PROBLEM DESCRIPTION
The expected result is the full listing, retyped exactly, without a single picture.

DATASET EXTRACT

※

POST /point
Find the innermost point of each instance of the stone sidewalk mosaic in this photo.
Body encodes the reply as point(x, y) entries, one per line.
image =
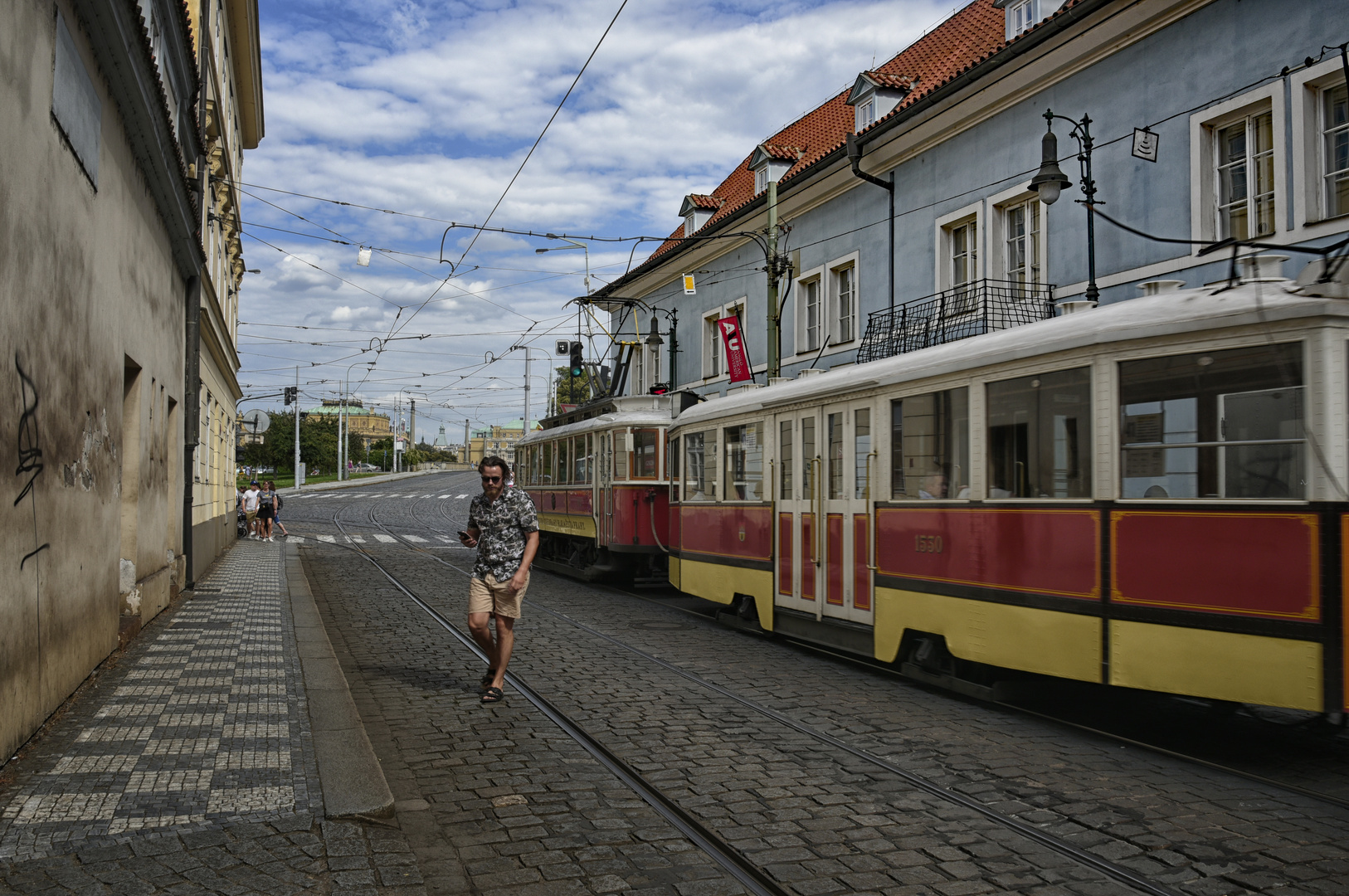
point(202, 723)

※

SOLUTION TO THE EXERCISE
POST /point
Find the innermost point of each instance of the stone sidewalk mosaic in this photo.
Body encodes the reply as point(x, y) entries, one per line.
image =
point(202, 723)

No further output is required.